**What is required**.
Repeat the listing below verbatim, without its images.

**Data extracts**.
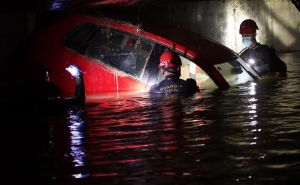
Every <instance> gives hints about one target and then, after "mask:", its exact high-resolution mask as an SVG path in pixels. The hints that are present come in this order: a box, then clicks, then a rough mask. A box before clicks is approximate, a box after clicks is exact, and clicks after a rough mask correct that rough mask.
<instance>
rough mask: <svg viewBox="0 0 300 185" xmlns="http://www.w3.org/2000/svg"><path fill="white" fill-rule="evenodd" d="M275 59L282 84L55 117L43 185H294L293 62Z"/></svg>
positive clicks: (209, 94)
mask: <svg viewBox="0 0 300 185" xmlns="http://www.w3.org/2000/svg"><path fill="white" fill-rule="evenodd" d="M281 57H282V59H283V60H284V61H286V63H287V65H288V76H287V78H270V77H266V78H263V79H261V80H260V81H257V82H252V83H248V84H245V85H242V86H239V87H236V88H231V89H229V90H226V91H205V92H201V93H199V94H196V95H195V96H193V97H189V98H181V99H179V98H178V99H158V98H150V97H149V96H148V95H147V94H144V95H141V96H140V97H128V98H116V99H110V100H99V101H98V102H97V103H94V104H89V105H88V106H87V107H86V108H85V110H82V109H80V108H78V107H71V108H68V109H66V110H63V111H57V112H54V113H52V114H51V115H50V116H49V117H47V119H49V120H50V121H49V120H48V121H49V122H50V123H51V128H52V138H53V139H52V140H53V141H52V143H53V146H52V148H51V155H52V163H51V165H52V166H51V168H50V170H47V171H46V172H43V171H40V173H41V174H43V175H45V174H44V173H47V174H48V175H49V176H50V179H51V184H99V185H100V184H122V185H123V184H139V185H140V184H158V185H160V184H184V185H185V184H262V185H263V184H298V183H299V182H300V180H299V177H298V176H299V175H300V142H299V141H300V116H299V115H300V114H299V113H300V111H299V110H300V109H299V108H300V93H299V92H298V90H299V89H300V81H299V78H298V76H300V63H299V60H300V54H299V53H286V54H282V55H281ZM41 165H45V164H41ZM38 174H39V173H38Z"/></svg>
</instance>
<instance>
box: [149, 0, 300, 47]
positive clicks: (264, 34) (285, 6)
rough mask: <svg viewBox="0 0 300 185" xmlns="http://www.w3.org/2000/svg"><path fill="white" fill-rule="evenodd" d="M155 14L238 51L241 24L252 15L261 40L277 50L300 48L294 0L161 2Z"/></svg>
mask: <svg viewBox="0 0 300 185" xmlns="http://www.w3.org/2000/svg"><path fill="white" fill-rule="evenodd" d="M148 11H149V10H148ZM150 14H151V13H150ZM152 16H156V17H157V18H158V19H159V20H162V21H167V22H169V23H172V24H174V25H177V26H179V27H185V28H187V29H189V30H192V31H194V32H196V33H201V34H203V35H205V36H207V37H209V38H212V39H214V40H216V41H218V42H220V43H222V44H224V45H225V46H227V47H229V48H231V49H232V50H234V51H236V52H239V51H241V50H242V48H243V46H242V44H241V36H240V34H239V33H238V32H239V25H240V23H241V22H242V21H243V20H244V19H248V18H251V19H253V20H255V21H256V22H257V24H258V27H259V30H258V31H257V41H258V42H260V43H262V44H268V45H272V46H273V47H274V48H275V49H276V50H277V51H295V50H300V34H299V33H300V12H299V11H298V10H297V8H296V7H295V6H294V4H293V3H292V2H291V1H290V0H251V1H250V0H247V1H240V0H210V1H186V2H184V3H183V2H182V1H181V2H175V3H169V4H167V5H159V7H158V9H157V10H153V11H152Z"/></svg>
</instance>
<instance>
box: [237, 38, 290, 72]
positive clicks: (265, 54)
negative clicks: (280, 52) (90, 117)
mask: <svg viewBox="0 0 300 185" xmlns="http://www.w3.org/2000/svg"><path fill="white" fill-rule="evenodd" d="M240 55H241V57H242V58H244V60H245V61H246V62H247V63H249V60H250V59H253V60H254V61H255V64H254V65H252V66H253V68H254V69H255V70H256V71H257V72H258V73H259V74H260V75H263V74H267V73H273V72H280V73H285V72H286V64H285V63H284V62H283V61H282V60H281V59H280V58H279V57H278V56H277V54H276V52H275V49H274V48H270V47H269V46H267V45H262V44H260V43H257V45H256V46H255V47H254V48H248V49H246V50H245V51H243V52H242V53H241V54H240ZM250 65H251V64H250Z"/></svg>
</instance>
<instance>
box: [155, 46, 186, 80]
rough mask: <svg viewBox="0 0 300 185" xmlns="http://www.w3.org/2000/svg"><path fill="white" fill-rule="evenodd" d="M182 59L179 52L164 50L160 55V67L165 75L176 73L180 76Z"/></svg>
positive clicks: (159, 67)
mask: <svg viewBox="0 0 300 185" xmlns="http://www.w3.org/2000/svg"><path fill="white" fill-rule="evenodd" d="M181 65H182V63H181V59H180V57H179V55H178V54H176V53H174V52H171V51H164V52H163V53H162V54H161V56H160V62H159V68H160V69H161V70H162V72H163V74H164V75H168V74H174V75H179V76H180V67H181Z"/></svg>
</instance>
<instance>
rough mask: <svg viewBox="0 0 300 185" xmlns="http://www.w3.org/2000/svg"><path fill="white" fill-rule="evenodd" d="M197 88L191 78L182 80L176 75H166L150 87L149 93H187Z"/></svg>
mask: <svg viewBox="0 0 300 185" xmlns="http://www.w3.org/2000/svg"><path fill="white" fill-rule="evenodd" d="M198 91H199V88H198V86H197V84H196V81H195V80H193V79H187V80H182V79H179V77H178V76H175V75H172V76H167V77H166V78H165V79H164V80H163V81H161V82H160V83H159V84H155V85H153V86H152V87H151V89H150V93H156V94H178V95H180V94H181V95H189V94H193V93H195V92H198Z"/></svg>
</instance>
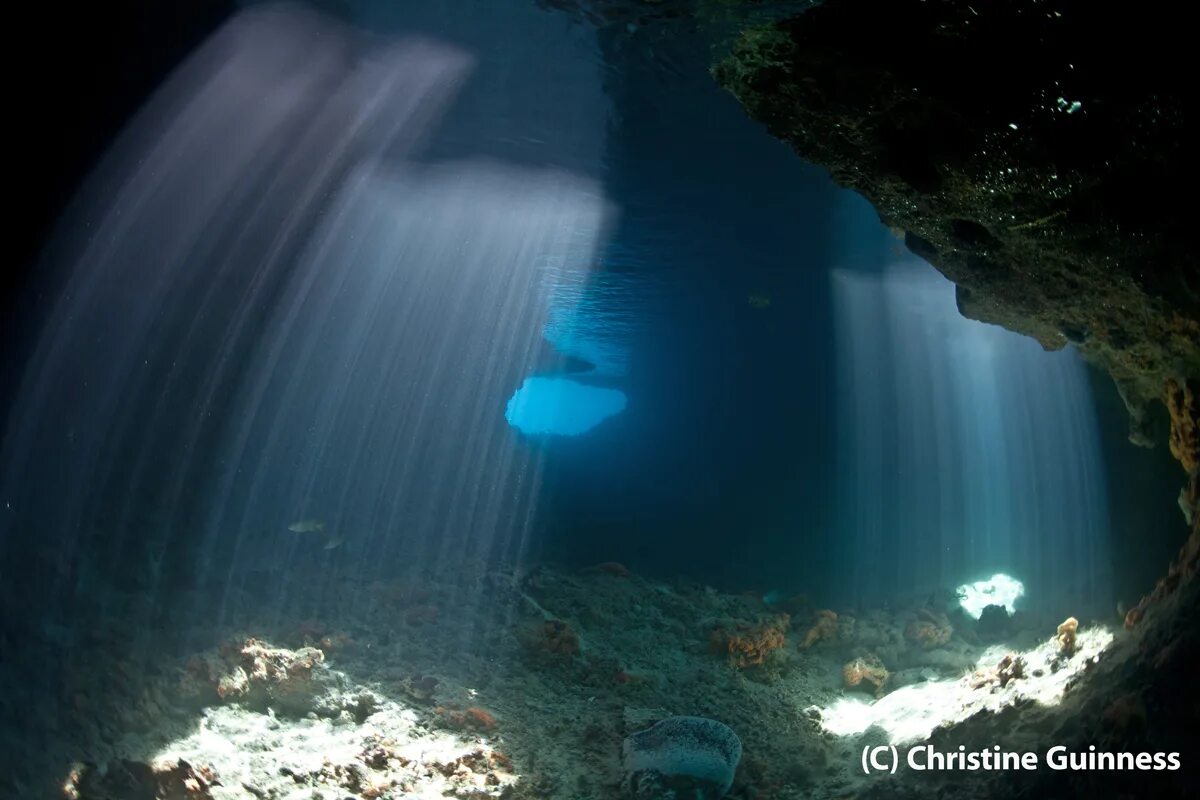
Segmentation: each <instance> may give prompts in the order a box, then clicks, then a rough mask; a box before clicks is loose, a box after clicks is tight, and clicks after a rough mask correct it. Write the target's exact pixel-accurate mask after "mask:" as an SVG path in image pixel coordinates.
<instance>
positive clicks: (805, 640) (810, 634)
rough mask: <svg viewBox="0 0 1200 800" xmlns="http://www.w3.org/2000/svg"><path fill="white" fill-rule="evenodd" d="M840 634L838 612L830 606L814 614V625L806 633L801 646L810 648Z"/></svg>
mask: <svg viewBox="0 0 1200 800" xmlns="http://www.w3.org/2000/svg"><path fill="white" fill-rule="evenodd" d="M836 636H838V614H836V612H832V610H829V609H828V608H824V609H822V610H818V612H817V613H816V614H814V618H812V627H810V628H809V632H808V633H805V634H804V642H802V643H800V646H802V648H804V649H805V650H808V649H809V648H811V646H812V645H814V644H816V643H817V642H822V640H828V639H833V638H834V637H836Z"/></svg>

**Written response**.
Every <instance> gives hints about one target and then, after "mask:", its exact high-resolution mask as an SVG path in pixels. The hints that are present come in this order: a box, then clicks, then a rough mask. A box before clicks is approximate, a box after clicks is exact, and clicks after a rough mask correct that rough mask.
<instance>
rough mask: <svg viewBox="0 0 300 185" xmlns="http://www.w3.org/2000/svg"><path fill="white" fill-rule="evenodd" d="M275 59L282 84L55 117L43 185H294L293 62Z"/></svg>
positive clicks: (209, 94)
mask: <svg viewBox="0 0 300 185" xmlns="http://www.w3.org/2000/svg"><path fill="white" fill-rule="evenodd" d="M281 57H282V59H283V60H284V61H286V63H287V65H288V76H287V78H270V77H266V78H263V79H261V80H260V81H257V82H252V83H248V84H245V85H242V86H239V87H236V88H231V89H229V90H226V91H205V92H201V93H199V94H196V95H195V96H193V97H189V98H181V99H179V98H178V99H158V98H150V97H149V96H148V95H147V94H144V95H141V96H140V97H128V98H116V99H110V100H99V101H98V102H97V103H94V104H89V105H88V106H87V107H86V108H85V110H82V109H80V108H78V107H71V108H68V109H66V110H63V111H57V112H54V113H52V114H51V115H50V116H49V117H47V119H49V120H50V121H49V120H48V121H49V122H50V123H51V128H52V138H53V139H52V140H53V141H52V143H53V146H52V148H51V155H52V163H51V165H52V166H51V168H50V170H47V171H46V172H43V171H40V173H41V174H43V175H45V174H44V173H47V174H48V175H49V176H50V179H51V184H99V185H100V184H122V185H123V184H139V185H140V184H158V185H160V184H184V185H185V184H262V185H263V184H298V183H299V182H300V180H299V177H298V176H299V175H300V142H299V141H300V116H299V115H300V114H299V113H300V111H299V110H300V109H299V108H300V93H299V92H298V90H299V89H300V81H299V78H298V76H300V63H299V60H300V54H299V53H286V54H282V55H281ZM41 165H45V164H41ZM38 174H39V173H38Z"/></svg>
</instance>
<instance>
box: [149, 0, 300, 47]
positive clicks: (264, 34) (285, 6)
rough mask: <svg viewBox="0 0 300 185" xmlns="http://www.w3.org/2000/svg"><path fill="white" fill-rule="evenodd" d="M155 14L238 51L241 24L252 15L261 40L277 50L300 48L294 0L161 2Z"/></svg>
mask: <svg viewBox="0 0 300 185" xmlns="http://www.w3.org/2000/svg"><path fill="white" fill-rule="evenodd" d="M148 11H149V10H148ZM150 14H151V13H150ZM152 16H156V17H157V18H158V19H159V20H162V21H167V22H169V23H172V24H174V25H177V26H179V27H185V28H187V29H189V30H192V31H194V32H196V33H201V34H203V35H205V36H207V37H209V38H212V39H214V40H216V41H218V42H220V43H222V44H224V45H225V46H227V47H229V48H231V49H232V50H234V51H236V52H239V51H241V50H242V48H243V46H242V44H241V36H240V34H239V33H238V32H239V25H240V23H241V22H242V21H243V20H244V19H248V18H251V19H253V20H255V21H256V22H257V24H258V27H259V30H258V31H257V41H258V42H260V43H262V44H268V45H272V46H273V47H274V48H275V49H276V50H277V51H295V50H300V34H299V33H300V12H299V11H298V10H297V8H296V7H295V6H294V4H293V3H292V2H291V1H290V0H251V1H250V0H247V1H240V0H210V1H186V2H184V3H183V2H182V1H181V2H175V3H169V4H167V5H159V7H158V9H157V10H153V11H152Z"/></svg>
</instance>
<instance>
box: [237, 38, 290, 72]
positive clicks: (265, 54)
negative clicks: (280, 52) (90, 117)
mask: <svg viewBox="0 0 300 185" xmlns="http://www.w3.org/2000/svg"><path fill="white" fill-rule="evenodd" d="M240 55H241V57H242V58H244V60H245V61H246V62H247V63H249V60H250V59H253V60H254V61H255V64H254V65H252V66H253V68H254V69H255V70H256V71H257V72H258V73H259V74H260V75H263V74H267V73H273V72H280V73H285V72H286V64H285V63H284V62H283V61H282V60H281V59H280V58H279V57H278V56H277V54H276V52H275V49H274V48H270V47H269V46H267V45H262V44H260V43H257V45H256V46H255V47H254V48H248V49H246V50H245V51H243V52H242V53H241V54H240ZM250 65H251V64H250Z"/></svg>
</instance>
<instance>
box: [155, 46, 186, 80]
rough mask: <svg viewBox="0 0 300 185" xmlns="http://www.w3.org/2000/svg"><path fill="white" fill-rule="evenodd" d="M182 59L179 52L164 50L160 55V67L165 75L176 73L180 76Z"/></svg>
positive clicks: (159, 67)
mask: <svg viewBox="0 0 300 185" xmlns="http://www.w3.org/2000/svg"><path fill="white" fill-rule="evenodd" d="M181 65H182V63H181V59H180V57H179V55H178V54H176V53H174V52H171V51H164V52H163V53H162V54H161V56H160V62H159V68H160V69H161V70H162V72H163V74H164V75H168V74H174V75H179V76H180V67H181Z"/></svg>
</instance>
<instance>
rough mask: <svg viewBox="0 0 300 185" xmlns="http://www.w3.org/2000/svg"><path fill="white" fill-rule="evenodd" d="M197 88L191 78L182 80L176 75H166L150 87L149 93H187Z"/></svg>
mask: <svg viewBox="0 0 300 185" xmlns="http://www.w3.org/2000/svg"><path fill="white" fill-rule="evenodd" d="M198 91H199V88H198V86H197V84H196V81H195V80H193V79H187V80H182V79H179V77H178V76H175V75H172V76H167V77H166V78H165V79H164V80H163V81H161V82H160V83H159V84H155V85H153V86H152V87H151V89H150V93H156V94H178V95H180V94H181V95H189V94H193V93H195V92H198Z"/></svg>
</instance>
Segmentation: each <instance> may give prompts in the order a box, then clicks, then a rough mask; a box before clicks is loose, a box after clicks is tight, and clicks after a rough mask correct it. Write the target's exact pixel-accurate mask after "mask:" as an SVG path in image pixel coordinates.
<instance>
positive clicks: (805, 640) (810, 634)
rough mask: <svg viewBox="0 0 1200 800" xmlns="http://www.w3.org/2000/svg"><path fill="white" fill-rule="evenodd" d="M840 634L838 612L830 606L814 614V625L806 633L801 646L810 648Z"/></svg>
mask: <svg viewBox="0 0 1200 800" xmlns="http://www.w3.org/2000/svg"><path fill="white" fill-rule="evenodd" d="M836 636H838V614H836V612H832V610H829V609H828V608H824V609H822V610H818V612H817V613H816V614H814V618H812V627H810V628H809V632H808V633H805V634H804V642H802V643H800V646H802V648H804V649H805V650H808V649H809V648H811V646H812V645H814V644H816V643H817V642H822V640H828V639H833V638H834V637H836Z"/></svg>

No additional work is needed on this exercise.